**What is needed**
Using the passage on autoinflammatory diseases below, answer the following questions.
1. According to the passage, what role does the innate immune system play in the body?
2. Whose whole exomes did the team sequence first?
3. What protein does the gene TMEM173 encode?

**Document segment**
========================================

Autoinflammatory diseases are conditions in which the innate immune system, for unknown reasons, becomes activated and triggers inflammation. The innate immune system is the body’s rapid first line of defense against infection. The heat, swelling, and redness of inflammation are a normal part of the body’s protective response to injury or infection. However, prolonged inflammation can seriously damage the body.
In 2004, Dr. Raphaela Goldbach-Mansky of NIH’s National Institute of Arthritis and Musculoskeletal and Skin Diseases (NIAMS) examined a 10-year-old girl who had signs of systemic inflammation, especially in the blood vessels. The girl hadn’t responded to any medications her doctors had tried. She had blistering rashes on her fingers, toes, ears, nose, and cheeks, and she’d lost parts of her fingers to the disease. She also had severe scarring in her lungs and was having trouble breathing. Signs of her disease had appeared in infancy and progressively worsened. She died a few years later.
After seeing 2 other patients with the same symptoms, Goldbach-Mansky’s team suspected that all 3 had the same disease, and that it might be caused by a genetic defect that arose in the children themselves, rather than being inherited. The scientists, including co-lead authors Drs. Yin Liu, Adriana A. Jesus, and Bernadette Marrero, investigated the genetic basis of the syndrome. They began by sequencing the whole exomes (protein-coding regions of DNA) of the first patient and her parents. The study appeared online on July 16, 2014, in the New England Journal of Medicine.
The team identified a mutation in a candidate gene, TMEM173, that was carried by the girl but not her parents. TMEM173 encodes a protein called stimulator of interferon genes (STING). STING is part of a pathway that recognizes foreign DNA—such as that from viruses and bacteria—and signals cells to produce interferons, which stimulate the innate immune system.

========================================

**Data records**
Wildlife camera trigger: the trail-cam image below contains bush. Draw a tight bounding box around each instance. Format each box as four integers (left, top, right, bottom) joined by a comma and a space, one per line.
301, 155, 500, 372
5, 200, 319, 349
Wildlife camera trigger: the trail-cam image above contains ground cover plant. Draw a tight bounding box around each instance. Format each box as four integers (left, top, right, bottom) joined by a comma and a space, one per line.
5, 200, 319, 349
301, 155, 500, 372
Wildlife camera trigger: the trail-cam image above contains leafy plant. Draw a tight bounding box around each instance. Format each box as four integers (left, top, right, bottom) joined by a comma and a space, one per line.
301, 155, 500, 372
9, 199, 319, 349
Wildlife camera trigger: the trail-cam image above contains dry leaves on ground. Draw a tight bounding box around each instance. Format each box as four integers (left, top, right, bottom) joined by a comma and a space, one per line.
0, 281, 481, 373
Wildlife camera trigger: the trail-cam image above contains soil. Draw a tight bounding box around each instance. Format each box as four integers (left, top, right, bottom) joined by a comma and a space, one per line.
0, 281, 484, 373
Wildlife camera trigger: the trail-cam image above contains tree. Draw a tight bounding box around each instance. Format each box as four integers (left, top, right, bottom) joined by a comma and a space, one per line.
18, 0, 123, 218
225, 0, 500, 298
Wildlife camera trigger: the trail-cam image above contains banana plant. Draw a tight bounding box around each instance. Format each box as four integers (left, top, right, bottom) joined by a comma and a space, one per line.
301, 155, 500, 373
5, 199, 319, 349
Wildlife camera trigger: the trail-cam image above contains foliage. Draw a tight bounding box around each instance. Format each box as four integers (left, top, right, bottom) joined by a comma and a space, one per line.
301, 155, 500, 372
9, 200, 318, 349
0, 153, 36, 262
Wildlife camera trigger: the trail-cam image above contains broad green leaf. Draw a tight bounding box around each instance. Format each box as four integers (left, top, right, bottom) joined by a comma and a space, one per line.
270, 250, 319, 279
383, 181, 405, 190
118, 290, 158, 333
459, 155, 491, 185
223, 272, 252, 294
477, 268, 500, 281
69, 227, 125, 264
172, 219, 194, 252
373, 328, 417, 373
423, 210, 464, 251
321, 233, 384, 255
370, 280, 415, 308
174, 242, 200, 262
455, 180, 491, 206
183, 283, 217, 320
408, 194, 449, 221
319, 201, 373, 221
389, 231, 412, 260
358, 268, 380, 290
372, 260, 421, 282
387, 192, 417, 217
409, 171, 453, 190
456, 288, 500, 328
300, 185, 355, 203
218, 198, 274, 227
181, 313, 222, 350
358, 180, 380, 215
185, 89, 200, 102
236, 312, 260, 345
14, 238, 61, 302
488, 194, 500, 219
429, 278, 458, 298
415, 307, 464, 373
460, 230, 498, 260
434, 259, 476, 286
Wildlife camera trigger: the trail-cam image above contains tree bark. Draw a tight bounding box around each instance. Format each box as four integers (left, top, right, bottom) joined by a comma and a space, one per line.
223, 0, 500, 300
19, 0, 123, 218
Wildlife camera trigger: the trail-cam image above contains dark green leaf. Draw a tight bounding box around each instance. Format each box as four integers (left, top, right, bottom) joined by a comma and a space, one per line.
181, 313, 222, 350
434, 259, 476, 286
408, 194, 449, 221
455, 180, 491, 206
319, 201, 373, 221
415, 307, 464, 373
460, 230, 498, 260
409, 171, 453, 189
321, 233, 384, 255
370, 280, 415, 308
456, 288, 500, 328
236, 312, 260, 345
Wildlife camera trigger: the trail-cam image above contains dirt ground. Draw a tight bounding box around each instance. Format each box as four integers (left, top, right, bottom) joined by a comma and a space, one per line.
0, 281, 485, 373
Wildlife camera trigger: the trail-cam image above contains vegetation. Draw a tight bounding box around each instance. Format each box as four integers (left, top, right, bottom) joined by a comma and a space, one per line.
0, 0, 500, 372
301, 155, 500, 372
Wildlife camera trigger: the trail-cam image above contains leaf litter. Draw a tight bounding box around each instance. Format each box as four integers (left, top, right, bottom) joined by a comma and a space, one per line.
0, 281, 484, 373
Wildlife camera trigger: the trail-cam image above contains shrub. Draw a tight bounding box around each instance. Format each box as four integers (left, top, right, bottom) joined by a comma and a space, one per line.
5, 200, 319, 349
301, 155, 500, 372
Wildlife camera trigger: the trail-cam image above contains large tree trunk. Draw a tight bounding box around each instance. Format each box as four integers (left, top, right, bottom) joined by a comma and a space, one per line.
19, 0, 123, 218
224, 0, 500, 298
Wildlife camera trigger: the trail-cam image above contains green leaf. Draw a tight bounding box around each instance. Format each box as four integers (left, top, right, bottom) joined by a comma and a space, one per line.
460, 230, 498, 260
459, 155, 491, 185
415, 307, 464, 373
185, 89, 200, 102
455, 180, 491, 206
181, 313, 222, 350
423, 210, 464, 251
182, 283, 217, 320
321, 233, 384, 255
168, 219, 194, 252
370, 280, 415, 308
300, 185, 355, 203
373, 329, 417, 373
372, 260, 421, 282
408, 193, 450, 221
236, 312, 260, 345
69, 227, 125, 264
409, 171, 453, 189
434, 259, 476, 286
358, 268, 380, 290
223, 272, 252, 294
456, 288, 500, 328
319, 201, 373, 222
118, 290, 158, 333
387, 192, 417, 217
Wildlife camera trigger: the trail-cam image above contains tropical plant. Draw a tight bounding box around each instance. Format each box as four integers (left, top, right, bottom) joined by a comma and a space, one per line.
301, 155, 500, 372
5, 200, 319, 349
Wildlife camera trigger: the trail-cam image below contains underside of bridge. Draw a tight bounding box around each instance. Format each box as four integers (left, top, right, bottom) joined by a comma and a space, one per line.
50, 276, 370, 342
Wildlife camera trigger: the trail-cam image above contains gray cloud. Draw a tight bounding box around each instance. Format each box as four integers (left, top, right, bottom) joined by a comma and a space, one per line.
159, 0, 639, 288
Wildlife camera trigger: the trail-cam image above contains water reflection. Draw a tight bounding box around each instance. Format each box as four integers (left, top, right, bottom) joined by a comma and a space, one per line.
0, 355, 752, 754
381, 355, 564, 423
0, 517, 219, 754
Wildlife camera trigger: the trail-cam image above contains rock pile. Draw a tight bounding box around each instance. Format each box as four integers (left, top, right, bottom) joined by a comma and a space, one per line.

========================================

**Answer**
1. It is the body's rapid first line of defense against infection.
2. The first patient's and her parents'.
3. Stimulator of interferon genes (STING).